**SUPPLIED ENTRIES:**
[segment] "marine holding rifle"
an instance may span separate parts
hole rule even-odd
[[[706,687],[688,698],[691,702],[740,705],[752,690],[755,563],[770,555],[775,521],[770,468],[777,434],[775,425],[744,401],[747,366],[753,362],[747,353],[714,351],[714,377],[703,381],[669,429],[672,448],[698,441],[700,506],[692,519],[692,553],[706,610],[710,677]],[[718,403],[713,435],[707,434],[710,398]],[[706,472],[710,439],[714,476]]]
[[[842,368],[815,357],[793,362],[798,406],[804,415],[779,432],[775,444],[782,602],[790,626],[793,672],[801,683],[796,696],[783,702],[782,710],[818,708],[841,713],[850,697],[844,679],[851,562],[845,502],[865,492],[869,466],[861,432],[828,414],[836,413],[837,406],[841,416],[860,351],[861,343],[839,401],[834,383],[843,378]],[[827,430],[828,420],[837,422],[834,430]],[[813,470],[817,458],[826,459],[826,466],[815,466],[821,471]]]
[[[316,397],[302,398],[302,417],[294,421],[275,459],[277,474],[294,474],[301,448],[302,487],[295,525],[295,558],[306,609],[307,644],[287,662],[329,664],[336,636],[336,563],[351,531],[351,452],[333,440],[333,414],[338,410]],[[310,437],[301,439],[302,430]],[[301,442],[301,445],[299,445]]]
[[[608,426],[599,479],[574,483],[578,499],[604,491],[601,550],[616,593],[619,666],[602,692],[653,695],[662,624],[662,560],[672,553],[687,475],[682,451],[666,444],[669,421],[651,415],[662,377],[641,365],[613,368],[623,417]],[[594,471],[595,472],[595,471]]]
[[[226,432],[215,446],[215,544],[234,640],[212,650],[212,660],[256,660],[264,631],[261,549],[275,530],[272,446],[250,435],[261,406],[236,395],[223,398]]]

**AIM:** Reproduce all of the entries above verbatim, line by line, without changing any character.

**RESULT OF THE TASK:**
[segment] "marine holding rifle"
an instance may span separate parts
hole rule even-odd
[[[706,687],[688,698],[691,702],[740,705],[752,690],[755,563],[770,555],[775,521],[770,468],[777,434],[775,425],[744,401],[747,366],[753,362],[747,353],[714,351],[714,377],[703,381],[669,429],[672,448],[698,441],[700,506],[692,519],[692,553],[706,610],[710,677]],[[718,403],[713,435],[707,434],[710,398]],[[706,472],[710,439],[714,476]]]
[[[842,368],[815,357],[793,362],[798,406],[804,415],[779,432],[775,444],[782,602],[790,626],[793,672],[801,683],[796,696],[783,702],[782,710],[818,708],[841,713],[850,697],[844,679],[851,562],[845,502],[865,492],[869,466],[861,432],[828,414],[836,413],[837,406],[841,416],[860,351],[861,343],[839,401],[834,383],[843,378]],[[827,430],[828,420],[837,422],[834,430]],[[813,470],[817,458],[826,459],[826,466],[815,466],[821,471]]]
[[[316,397],[302,398],[302,417],[294,421],[275,459],[277,474],[294,474],[301,448],[302,487],[295,525],[295,558],[306,609],[307,644],[287,662],[329,664],[336,636],[336,563],[351,531],[351,452],[333,440],[333,414],[338,410]],[[310,437],[301,439],[302,430]],[[301,442],[301,445],[299,445]]]
[[[608,426],[599,479],[574,483],[578,499],[604,491],[601,550],[616,593],[619,666],[602,692],[653,695],[662,624],[662,560],[672,553],[687,475],[682,451],[666,444],[669,421],[651,415],[662,377],[641,365],[613,368],[623,417]],[[594,471],[595,472],[595,471]]]
[[[226,432],[215,446],[215,544],[234,640],[212,650],[212,660],[256,660],[264,631],[261,549],[275,530],[272,446],[250,435],[261,406],[236,395],[223,398]]]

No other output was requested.